Recent trends in insider risk


The threat of insiders from a business’s workforce committing illegal acts such as compromising network operations or stealing critical data for the benefit of outside forces has been a major concern for many years and insider activity may be on the rise.

This paper looks at the causes behind this possible growth in employees collaborating with criminals and what cybersecurity officials can do to mitigate this concern.

The Insider Threat

Insider activity is possible at any organization, even those that require high-level security clearances for employment. Though financial gain or feeling disgruntled are the typical motivations to become an insider, there are other drivers such as when an individual is coerced or ideologically driven.

Recent surveys suggest the threat may be rising. A third-quarter 2022 study by consulting firm Kroll Holdings Inc. found insider threat accounted for nearly 35% of all unauthorized access incidents, which is an increase from 31% in the first quarter and 24% in the second. Kroll attributed the finding to the “great resignation” or the large number of employees who quit during the global pandemic, potentially leaving their employers with system access credentials or sensitive data. Other cyber experts have cited economic downturns as a possible impetus of insider activity for similar reasons. Emilian Papadopoulos, the president of Good Harbor Security Risk Management said during the WSJ Pro Cybersecurity Forum on November 30, 2022, that layoffs can lead to a greater insider threat.

Perhaps more worryingly, software company Hitachi ID highlighted in a survey from early 2022 how cybercriminals are seeking to recruit insiders to facilitate their attacks. Sixty-five percent of executives said either they or one of their employees had been contacted by hackers to act as an insider to facilitate ransomware attacks. This figure signified a 17% increase compared to a similar survey from the Fall of 2021.

Evolving Tactics

One ransomware gang cited for developing and popularizing the approach of recruiting insiders is Lockbit 2.0. The publication Bleeping Computer reported that the group offered “millions of dollars,” citing an online posting, to employees willing to assist its efforts to access their employers’ systems.

From the perspective of a ransomware gang, finding an accomplice on the inside can potentially make the initial compromise easier, but also increases the degree of complexity and risk in the attack by adding an additional party. Finding an individual at a target company willing to participate in such a conspiracy after a cold-call approach on social media, email or telephone and the individual trusting the criminals will pay their share afterwards cannot be an easy sell and WSJ Pro Research has not found evidence to suggest the attackers have been successful with this tactic.

=====

Brief 1:
Please copy the insider risk article word for word, starting at "The threat of" and ending at "mitigate this concern.".
Brief 2:
Continue the insider risk article from the point where it stops.

=====

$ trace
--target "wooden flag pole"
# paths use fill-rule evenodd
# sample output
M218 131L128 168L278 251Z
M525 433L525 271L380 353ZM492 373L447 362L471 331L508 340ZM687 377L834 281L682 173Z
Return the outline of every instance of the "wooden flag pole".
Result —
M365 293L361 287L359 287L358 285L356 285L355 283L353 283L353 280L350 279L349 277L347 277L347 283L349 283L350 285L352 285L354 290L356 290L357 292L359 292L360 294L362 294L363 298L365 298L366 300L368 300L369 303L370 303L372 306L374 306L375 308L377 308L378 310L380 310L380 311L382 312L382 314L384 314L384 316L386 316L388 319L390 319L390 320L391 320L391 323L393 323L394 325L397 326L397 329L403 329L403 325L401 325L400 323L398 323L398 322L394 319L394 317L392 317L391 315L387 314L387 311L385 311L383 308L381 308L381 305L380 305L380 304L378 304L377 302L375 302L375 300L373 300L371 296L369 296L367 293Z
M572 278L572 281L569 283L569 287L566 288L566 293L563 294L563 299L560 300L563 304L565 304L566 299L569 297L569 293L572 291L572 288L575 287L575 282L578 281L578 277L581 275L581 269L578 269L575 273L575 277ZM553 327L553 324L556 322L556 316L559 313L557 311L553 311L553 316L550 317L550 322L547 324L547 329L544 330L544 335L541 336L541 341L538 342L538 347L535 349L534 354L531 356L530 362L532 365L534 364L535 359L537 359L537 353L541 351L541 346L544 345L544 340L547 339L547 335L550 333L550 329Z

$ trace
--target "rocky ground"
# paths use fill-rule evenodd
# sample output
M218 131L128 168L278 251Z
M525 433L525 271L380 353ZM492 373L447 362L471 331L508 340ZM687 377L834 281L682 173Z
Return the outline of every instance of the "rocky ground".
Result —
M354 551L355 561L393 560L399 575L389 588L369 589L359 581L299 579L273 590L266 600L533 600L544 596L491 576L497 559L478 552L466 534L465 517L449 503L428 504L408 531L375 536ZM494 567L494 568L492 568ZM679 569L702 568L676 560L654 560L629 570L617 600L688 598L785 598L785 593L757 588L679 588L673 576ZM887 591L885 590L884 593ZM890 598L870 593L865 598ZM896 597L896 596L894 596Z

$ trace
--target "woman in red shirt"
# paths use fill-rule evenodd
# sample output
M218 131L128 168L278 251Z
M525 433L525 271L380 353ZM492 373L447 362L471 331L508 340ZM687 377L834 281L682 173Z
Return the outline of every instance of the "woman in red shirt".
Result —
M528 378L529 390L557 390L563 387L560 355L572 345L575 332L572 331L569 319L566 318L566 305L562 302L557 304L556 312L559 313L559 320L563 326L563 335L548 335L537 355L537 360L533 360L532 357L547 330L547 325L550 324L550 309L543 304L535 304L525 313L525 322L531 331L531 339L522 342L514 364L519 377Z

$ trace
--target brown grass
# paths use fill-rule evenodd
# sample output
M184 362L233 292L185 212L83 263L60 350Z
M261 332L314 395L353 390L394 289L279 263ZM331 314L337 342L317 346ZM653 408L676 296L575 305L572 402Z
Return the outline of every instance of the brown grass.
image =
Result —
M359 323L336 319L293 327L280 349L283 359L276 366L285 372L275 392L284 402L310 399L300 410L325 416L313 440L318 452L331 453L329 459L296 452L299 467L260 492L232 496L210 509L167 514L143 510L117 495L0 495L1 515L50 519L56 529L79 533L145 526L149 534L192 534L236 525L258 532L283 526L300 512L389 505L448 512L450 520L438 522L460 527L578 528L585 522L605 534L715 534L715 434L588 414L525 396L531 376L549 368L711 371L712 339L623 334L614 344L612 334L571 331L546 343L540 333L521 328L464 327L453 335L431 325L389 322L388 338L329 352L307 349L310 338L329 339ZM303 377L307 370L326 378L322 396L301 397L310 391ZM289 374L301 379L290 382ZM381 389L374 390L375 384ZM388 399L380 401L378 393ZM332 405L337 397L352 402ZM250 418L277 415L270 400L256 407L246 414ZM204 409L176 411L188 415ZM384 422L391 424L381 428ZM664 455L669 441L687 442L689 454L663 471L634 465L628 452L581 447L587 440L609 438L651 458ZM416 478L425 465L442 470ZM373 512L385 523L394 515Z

=====

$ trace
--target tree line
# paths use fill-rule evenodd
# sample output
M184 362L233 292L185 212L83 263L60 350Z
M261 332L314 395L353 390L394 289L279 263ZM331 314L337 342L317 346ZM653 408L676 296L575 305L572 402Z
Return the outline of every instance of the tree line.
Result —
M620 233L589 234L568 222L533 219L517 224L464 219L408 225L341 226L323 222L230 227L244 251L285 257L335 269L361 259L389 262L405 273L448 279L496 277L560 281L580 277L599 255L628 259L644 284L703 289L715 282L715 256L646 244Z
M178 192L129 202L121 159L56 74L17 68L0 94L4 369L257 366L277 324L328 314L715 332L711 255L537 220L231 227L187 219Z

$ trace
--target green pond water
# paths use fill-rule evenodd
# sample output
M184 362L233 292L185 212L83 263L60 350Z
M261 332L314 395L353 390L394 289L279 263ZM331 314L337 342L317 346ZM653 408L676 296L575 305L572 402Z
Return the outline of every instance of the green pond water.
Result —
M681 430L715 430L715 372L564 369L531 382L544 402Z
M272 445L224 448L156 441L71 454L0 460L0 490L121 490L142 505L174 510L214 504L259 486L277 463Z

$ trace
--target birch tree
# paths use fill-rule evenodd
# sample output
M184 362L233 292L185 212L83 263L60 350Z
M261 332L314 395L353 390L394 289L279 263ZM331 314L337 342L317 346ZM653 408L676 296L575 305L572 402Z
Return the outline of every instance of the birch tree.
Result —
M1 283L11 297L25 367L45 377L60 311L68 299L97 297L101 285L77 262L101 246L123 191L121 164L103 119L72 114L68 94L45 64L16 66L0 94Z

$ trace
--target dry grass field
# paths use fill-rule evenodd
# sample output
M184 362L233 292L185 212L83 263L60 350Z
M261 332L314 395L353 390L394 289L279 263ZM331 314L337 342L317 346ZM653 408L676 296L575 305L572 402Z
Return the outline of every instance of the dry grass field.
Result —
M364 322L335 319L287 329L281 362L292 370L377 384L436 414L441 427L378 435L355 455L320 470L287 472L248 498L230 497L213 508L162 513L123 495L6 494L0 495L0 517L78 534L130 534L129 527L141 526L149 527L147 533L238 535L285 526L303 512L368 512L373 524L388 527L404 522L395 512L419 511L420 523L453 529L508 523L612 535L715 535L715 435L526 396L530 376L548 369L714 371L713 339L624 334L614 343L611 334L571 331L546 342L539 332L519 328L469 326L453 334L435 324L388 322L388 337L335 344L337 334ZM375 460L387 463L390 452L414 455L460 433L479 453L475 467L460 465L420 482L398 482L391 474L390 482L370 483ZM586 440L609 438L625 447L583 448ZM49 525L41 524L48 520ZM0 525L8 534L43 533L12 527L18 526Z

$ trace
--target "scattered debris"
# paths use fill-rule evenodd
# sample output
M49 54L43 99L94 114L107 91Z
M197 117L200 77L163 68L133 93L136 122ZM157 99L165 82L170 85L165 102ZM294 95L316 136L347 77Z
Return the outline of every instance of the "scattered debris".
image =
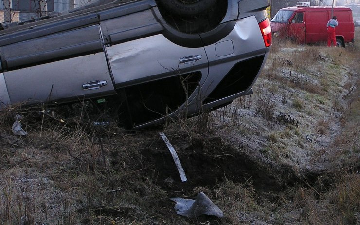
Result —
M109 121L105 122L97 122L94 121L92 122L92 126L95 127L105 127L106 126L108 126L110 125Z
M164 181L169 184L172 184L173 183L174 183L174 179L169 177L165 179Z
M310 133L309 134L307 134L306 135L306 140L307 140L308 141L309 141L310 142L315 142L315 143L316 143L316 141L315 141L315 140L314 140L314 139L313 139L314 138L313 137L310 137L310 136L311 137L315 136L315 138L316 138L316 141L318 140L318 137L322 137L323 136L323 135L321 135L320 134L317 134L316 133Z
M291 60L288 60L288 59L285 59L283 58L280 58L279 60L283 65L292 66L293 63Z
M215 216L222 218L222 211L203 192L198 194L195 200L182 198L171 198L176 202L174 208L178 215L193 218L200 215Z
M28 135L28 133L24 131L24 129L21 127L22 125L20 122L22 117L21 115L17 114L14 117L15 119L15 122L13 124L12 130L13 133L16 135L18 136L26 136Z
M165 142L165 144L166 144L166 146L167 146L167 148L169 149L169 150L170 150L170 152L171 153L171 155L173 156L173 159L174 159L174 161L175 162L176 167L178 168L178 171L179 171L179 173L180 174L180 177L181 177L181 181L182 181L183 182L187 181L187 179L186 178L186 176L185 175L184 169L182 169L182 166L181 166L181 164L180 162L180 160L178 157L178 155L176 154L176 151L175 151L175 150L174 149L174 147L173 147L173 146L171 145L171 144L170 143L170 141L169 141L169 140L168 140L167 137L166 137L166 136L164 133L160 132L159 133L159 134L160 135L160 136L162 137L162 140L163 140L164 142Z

=====

Expected answer 1:
The threat of insiders from a business’s workforce committing illegal acts such as compromising network operations or stealing critical data for the benefit of outside forces has been a major concern for many years and insider activity may be on the rise.

This paper looks at the causes behind this possible growth in employees collaborating with criminals and what cybersecurity officials can do to mitigate this concern.

Expected answer 2:
A high-profile case of an attempt to recruit an insider in a ransomware scheme involved electric vehicle manufacturer Tesla Inc. Russian citizen Egor Igorevich Kriuchkov sought to bribe a Tesla employee, who he had met several years earlier, to conspire to breach and infect the company’s networks. The employee was to plant malware on the corporate network that would allow the attackers to steal corporate data and encrypt data. The attackers also planned a distributed denial of service attack to occupy the cybersecurity team.

The employee was offered $500,000 to participate, but instead reported the approach to Tesla officials who contacted the Federal Bureau of Investigation FBI. Mr. Kriuchkov was sentenced to 10 months in custody and fined $14,825 following his March 2021 guilty plea to conspiracy to “intentionally cause damage to a protected computer” and was deported to Russia in June 2021.

An honest employee may have been the only impediment preventing a major security breach with loss of critical data, a potentially large ransom payment, operational disruption and reputational damage.

In other cases, monitoring the use of technologies could potentially uncover nefarious user activity. Technology company Meta Platforms Inc. said in November 2022 that it was investigating some former employees for remaining in contact with other workers, for the alleged purpose of hijacking user accounts. The company fired or disciplined more than two dozen employees and contractors, some of whom allegedly accepted thousands of dollars in bribes in return for account access.

Mitigating the Threat

Minimizing the risk of damage and disruption from insiders should be a key part of every company’s cybersecurity strategy. Consider the following steps to address insider risk within your organization:

Reduce the opportunities for a major disruption by minimizing the number of employees with privileged access to the network.

Monitor internal activity for unusual changes or employees seeking to access data they do not require for their daily duties.

Third-party contractors with network access should be more closely monitored and have access only to the data required to do their job.

Balance employee training and awareness with software programs that can help to monitor suspicious activity. Managers should be alert to disgruntled employees potentially seeking to steal data and have a mechanism to report suspicions.

Remove credentials when employees leave the company. This may not be as easy as it seems when businesses are moving to the cloud and they’re not tied into the mainstream system.